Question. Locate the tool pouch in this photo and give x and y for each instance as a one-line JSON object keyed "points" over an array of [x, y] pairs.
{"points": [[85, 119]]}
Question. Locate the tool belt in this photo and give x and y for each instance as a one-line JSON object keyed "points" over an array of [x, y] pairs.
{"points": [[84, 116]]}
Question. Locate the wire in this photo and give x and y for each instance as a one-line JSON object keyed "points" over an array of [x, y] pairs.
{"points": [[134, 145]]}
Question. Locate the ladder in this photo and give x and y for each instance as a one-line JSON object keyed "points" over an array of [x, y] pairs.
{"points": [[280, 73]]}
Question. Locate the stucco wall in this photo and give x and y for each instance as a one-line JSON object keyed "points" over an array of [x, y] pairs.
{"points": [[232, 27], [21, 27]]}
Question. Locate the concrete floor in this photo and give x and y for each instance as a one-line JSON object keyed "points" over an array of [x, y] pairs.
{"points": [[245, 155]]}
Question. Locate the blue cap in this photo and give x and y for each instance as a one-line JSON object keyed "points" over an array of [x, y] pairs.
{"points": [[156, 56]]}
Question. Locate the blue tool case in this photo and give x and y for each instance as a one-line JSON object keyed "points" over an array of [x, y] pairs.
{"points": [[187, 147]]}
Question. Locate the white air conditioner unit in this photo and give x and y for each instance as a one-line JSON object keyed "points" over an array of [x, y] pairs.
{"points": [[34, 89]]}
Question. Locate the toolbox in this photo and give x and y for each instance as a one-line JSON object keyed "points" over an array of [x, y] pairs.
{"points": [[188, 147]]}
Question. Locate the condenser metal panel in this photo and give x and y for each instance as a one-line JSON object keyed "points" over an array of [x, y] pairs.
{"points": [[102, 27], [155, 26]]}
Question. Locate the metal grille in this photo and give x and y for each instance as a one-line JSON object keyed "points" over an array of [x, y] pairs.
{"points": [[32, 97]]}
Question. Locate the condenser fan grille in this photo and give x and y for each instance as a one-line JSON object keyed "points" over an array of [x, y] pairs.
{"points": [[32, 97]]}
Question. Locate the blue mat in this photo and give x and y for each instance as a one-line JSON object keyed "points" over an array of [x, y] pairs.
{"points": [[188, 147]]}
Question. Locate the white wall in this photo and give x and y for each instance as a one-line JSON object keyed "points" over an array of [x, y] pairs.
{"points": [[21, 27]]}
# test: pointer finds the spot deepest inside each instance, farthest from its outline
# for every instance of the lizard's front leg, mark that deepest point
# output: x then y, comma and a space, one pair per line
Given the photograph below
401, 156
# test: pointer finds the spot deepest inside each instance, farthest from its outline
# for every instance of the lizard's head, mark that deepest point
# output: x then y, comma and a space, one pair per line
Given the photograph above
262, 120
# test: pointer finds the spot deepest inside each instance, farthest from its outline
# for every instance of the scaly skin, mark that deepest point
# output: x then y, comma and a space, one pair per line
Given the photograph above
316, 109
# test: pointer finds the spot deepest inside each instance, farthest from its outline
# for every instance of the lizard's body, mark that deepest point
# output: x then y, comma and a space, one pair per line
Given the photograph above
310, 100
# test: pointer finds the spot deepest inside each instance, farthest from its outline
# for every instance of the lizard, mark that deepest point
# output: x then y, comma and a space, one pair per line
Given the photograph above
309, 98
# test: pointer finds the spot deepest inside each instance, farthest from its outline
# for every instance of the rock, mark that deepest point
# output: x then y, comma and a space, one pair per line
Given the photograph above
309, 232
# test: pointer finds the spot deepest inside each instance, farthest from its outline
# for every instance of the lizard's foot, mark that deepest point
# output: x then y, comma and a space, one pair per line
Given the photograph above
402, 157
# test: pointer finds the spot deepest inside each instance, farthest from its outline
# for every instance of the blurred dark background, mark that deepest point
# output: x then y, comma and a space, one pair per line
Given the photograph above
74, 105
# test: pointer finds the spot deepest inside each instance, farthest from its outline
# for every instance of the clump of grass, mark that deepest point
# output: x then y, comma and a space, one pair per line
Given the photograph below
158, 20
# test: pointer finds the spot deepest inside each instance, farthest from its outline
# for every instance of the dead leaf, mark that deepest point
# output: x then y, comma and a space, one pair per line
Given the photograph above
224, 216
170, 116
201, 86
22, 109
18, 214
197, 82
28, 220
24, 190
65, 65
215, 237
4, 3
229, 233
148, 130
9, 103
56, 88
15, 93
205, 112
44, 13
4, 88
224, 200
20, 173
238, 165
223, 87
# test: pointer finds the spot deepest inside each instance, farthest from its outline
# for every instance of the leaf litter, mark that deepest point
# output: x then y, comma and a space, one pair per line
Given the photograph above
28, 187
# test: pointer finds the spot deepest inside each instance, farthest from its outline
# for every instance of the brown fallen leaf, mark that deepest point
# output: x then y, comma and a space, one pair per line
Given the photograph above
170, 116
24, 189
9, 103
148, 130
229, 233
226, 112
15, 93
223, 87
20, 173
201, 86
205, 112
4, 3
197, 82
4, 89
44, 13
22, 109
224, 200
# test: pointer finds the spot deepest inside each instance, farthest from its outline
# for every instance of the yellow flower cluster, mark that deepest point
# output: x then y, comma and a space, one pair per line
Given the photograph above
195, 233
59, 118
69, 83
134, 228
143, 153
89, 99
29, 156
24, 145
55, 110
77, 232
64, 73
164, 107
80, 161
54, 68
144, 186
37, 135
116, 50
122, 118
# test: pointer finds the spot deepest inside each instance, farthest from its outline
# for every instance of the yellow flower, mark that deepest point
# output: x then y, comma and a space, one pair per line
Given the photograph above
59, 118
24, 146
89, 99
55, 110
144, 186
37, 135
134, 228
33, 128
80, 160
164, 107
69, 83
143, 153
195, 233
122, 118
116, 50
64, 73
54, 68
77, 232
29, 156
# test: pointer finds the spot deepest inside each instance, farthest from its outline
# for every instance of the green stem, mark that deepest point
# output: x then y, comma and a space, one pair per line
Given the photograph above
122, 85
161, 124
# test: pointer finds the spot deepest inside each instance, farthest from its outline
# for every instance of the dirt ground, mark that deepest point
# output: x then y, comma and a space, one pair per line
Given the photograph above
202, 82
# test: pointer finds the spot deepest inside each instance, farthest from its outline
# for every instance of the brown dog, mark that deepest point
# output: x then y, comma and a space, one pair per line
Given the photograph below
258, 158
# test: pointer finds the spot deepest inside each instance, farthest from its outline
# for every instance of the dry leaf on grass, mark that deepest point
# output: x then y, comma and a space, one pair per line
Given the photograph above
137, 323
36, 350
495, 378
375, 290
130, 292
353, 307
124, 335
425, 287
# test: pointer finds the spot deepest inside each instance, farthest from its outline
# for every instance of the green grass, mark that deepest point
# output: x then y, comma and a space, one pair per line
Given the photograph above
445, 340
::::::
**PROBLEM TO SOLVE**. Repeat the listing above word for word, with no line missing.

**EXERCISE SOLUTION**.
Question. Locate the tool pouch in this photo and give x and y for each instance as a one-line JSON object keyed "points" over an array of [x, y] pairs.
{"points": [[85, 119]]}
Question. Locate the tool belt in this photo and give x and y for each instance as a one-line JSON object keyed "points" over an array of [x, y] pairs.
{"points": [[84, 116]]}
Question. Locate the wire in this photo and give x and y for each instance as a one-line JSON object keyed "points" over an array of [x, y] pairs.
{"points": [[134, 145]]}
Question. Locate the ladder in this photo and give x and y for each instance as a one-line JSON object keyed "points" over an array of [x, y] pairs.
{"points": [[280, 73]]}
Question. Locate the stucco wall in this photo and give x and y for each instance as a one-line JSON object keyed "points" over an array of [x, y] pairs.
{"points": [[232, 27], [21, 27]]}
Question. Locate the concrete floor in this photo and give x and y for each instance as a one-line JSON object keyed "points" over an array of [x, y] pairs.
{"points": [[245, 155]]}
Question. Locate the blue cap in this photo and give x and y for each instance as a one-line JSON object keyed "points" over an array of [x, y] pairs.
{"points": [[156, 56]]}
Question. Locate the blue tool case in this photo and give x and y for each instance as a one-line JSON object keyed "points" over an array of [x, y] pairs.
{"points": [[187, 147]]}
Question. Locate the white air conditioner unit in this photo and give x and y for each instance as a one-line JSON object keyed "points" over an array of [x, y] pairs.
{"points": [[34, 89]]}
Question. Locate the toolbox in this photo and give x and y for each instance as a one-line JSON object keyed "points" over an array of [x, y] pairs.
{"points": [[188, 147]]}
Question. Locate the condenser metal panel in this photo and give x and y for each instance as a one-line JSON object keyed "points" over an array of [x, y] pairs.
{"points": [[102, 27], [155, 26]]}
Question. Locate the metal grille in this photo and give x and y for each instance as a one-line JSON object keyed "points" over an array of [x, y] pairs.
{"points": [[32, 97]]}
Question. Locate the condenser fan grille in this photo and give x and y for each instance as a one-line JSON object keyed "points" over an array of [x, y] pairs.
{"points": [[32, 97]]}
Question. Locate the blue mat in this photo and give x and y for each instance as a one-line JSON object keyed "points" over an array of [x, y] pairs.
{"points": [[188, 147]]}
Question. Locate the white wall in this photo and give x and y for each instance as a one-line JSON object keyed "points" over an array of [x, y] pairs.
{"points": [[21, 27]]}
# test: pointer finds the spot deepest inside each instance, farthest from its outline
# for every instance of the lizard's front leg, mark that deepest point
# output: x then y, comma and a space, one pair per line
Given the photograph below
401, 156
# test: pointer finds the spot deepest inside each instance, farthest from its outline
# for every instance of the lizard's head, mark that deepest point
# output: x then y, comma and a space, one pair per line
Given the photograph above
262, 120
# test: pointer finds the spot deepest inside each instance, farthest from its outline
# for every instance of the scaly skin, mark that deepest point
# output: x then y, comma and a space, one pair per line
Given the photograph above
316, 109
# test: pointer finds the spot deepest inside each instance, farthest from its outline
# for every instance of the lizard's body, mark that deepest point
# output: x then y, comma and a space, one pair per line
Given the photograph above
310, 100
# test: pointer finds the spot deepest inside each instance, farthest from its outline
# for every instance of the lizard, mark that deepest point
# output: x then y, comma and a space, one pair per line
Given the photograph above
309, 98
# test: pointer finds the spot deepest inside each instance, farthest from its outline
# for every instance of the rock, mark that deepest point
# output: x then y, comma and a space, one pair per line
Given the photograph above
309, 232
# test: pointer finds the spot deepest inside each instance, farthest from its outline
# for every instance of the lizard's foot, mark that deepest point
# output: x then y, comma and a space, one pair per line
Given the photograph above
402, 157
# test: pointer finds the spot deepest inside each instance, farthest from its outline
# for every instance of the blurred dark background, mark that deepest point
# output: x then y, comma and a space, one pair per line
Given the photograph above
74, 105
# test: pointer finds the spot deepest inside each instance, farthest from its outline
# for every instance of the clump of grass, mark that deepest point
# output: x then y, comma and a space, one pair per line
Given the photograph below
158, 20
# test: pointer finds the spot deepest inside each instance, farthest from its outline
# for every instance of the dead leaf, mark that deepest point
# output: x then y, comma and a space, one pair per line
Given the photograph above
224, 216
170, 116
201, 86
22, 109
18, 214
197, 82
28, 220
24, 190
65, 65
215, 237
4, 3
229, 233
148, 130
9, 103
56, 88
15, 93
205, 112
44, 13
4, 88
224, 200
20, 173
238, 165
223, 87
# test: pointer finds the spot deepest inside each instance, farthest from its outline
# for every instance of the leaf litter, mark that deepest point
# output: x then y, comma and a space, one pair per line
Given the photograph above
28, 187
# test: pointer finds the spot deepest inside each instance, farthest from its outline
# for every instance of the brown fallen leaf, mark that deepest point
# output: x then y, comma and a space, one pair per line
Given the photograph above
170, 116
24, 189
9, 103
148, 130
229, 233
226, 112
15, 93
223, 87
20, 173
201, 86
205, 112
4, 3
197, 82
4, 89
44, 13
22, 109
224, 200
# test: pointer finds the spot deepest inside each instance, farthest from its outline
# for every instance of the yellow flower cluster, mark that deepest point
# output: x then y, comma and a space, one pair per line
Given the photograph above
195, 233
59, 118
69, 83
134, 228
143, 153
89, 99
29, 156
24, 145
55, 110
77, 232
64, 73
164, 107
80, 161
54, 68
144, 186
37, 135
116, 50
122, 118
# test: pointer finds the spot deepest inside each instance, farthest from its outline
# for every instance of the yellow flower, mark that deepest point
# output: x then y, comma and a space, one pair per line
Given the photograph above
59, 118
24, 146
89, 99
55, 110
144, 186
37, 135
134, 228
33, 128
80, 160
164, 107
69, 83
143, 153
195, 233
122, 118
116, 50
64, 73
54, 68
77, 232
29, 156
# test: pointer finds the spot deepest inside each instance, farthest from its outline
# for every instance of the green stem, mark that deepest point
# output: x then y, comma and a space, one pair per line
Given the photograph above
122, 85
161, 124
# test: pointer finds the spot deepest inside each instance, farthest from its outline
# for every instance of the dirt ground, mark that deepest point
# output: x then y, comma and a space, one pair per line
Given the photograph above
202, 82
# test: pointer finds the spot deepest inside each instance, farthest from its outline
# for every instance of the brown dog, mark that deepest point
# output: x then y, comma and a space, one pair per line
Given the photograph below
258, 158
# test: pointer finds the spot deepest inside each instance, farthest from its outline
# for every instance of the dry leaf on grass, mark that deepest point
# output: x then y, comma and a space, one pair per line
Given the photograph above
137, 323
36, 350
495, 378
375, 290
130, 292
353, 307
124, 335
425, 287
# test: pointer finds the spot deepest inside each instance, farthest from its outline
# for every instance of the green grass, mark that deepest point
# output: x then y, comma and a space, one pair per line
Given the photograph above
445, 340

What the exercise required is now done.